Aim of the exercise:
Please answer these questions using the Bechdel test page below:
1. What span of years does the movie dataset cover?
2. Who invented the Bechdel Test?
3. On what date was the page published?

Supplied passage:
Bechdel Test and box office results

EDA
linear regression
ANOVA
The Bechdel test evaluates works of fiction based on whether they contain at least two women who talk to each other about something other than a man. It is often viewed as a proxy for gender bias in film and TV. Using a movie dataset from 1970 to 2013, we try to understand if passing the Bechdel test hurts or benefits the box office.
Author

Jessica Zhiyu Guo

Published

July 29, 2025

Data files
Data year

2013

Motivation

The Bechdel Test is a criterion invented by Alison Bechdel to test whether a movie has at least two named women in the picture, they have a conversation with each other at some point, and that conversation isn’t about a male character, arguing that it offers a minimum effort for female character’s depth. Since its invention, the Bechdel Test has been applied broadly as a measure for gender representation in the film industry.

Data entries:

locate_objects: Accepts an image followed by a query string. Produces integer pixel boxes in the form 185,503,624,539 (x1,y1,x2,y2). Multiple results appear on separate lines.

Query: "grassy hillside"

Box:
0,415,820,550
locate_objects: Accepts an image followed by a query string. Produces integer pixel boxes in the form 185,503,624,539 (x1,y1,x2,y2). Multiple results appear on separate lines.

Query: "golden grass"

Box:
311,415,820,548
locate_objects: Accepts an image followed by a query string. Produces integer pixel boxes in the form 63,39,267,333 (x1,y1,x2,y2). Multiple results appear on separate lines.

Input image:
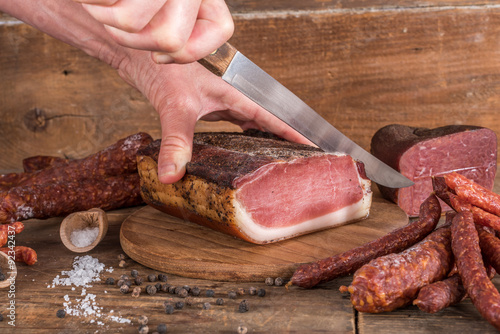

Response to this exercise:
1. 1970 to 2013
2. Alison Bechdel
3. July 29, 2025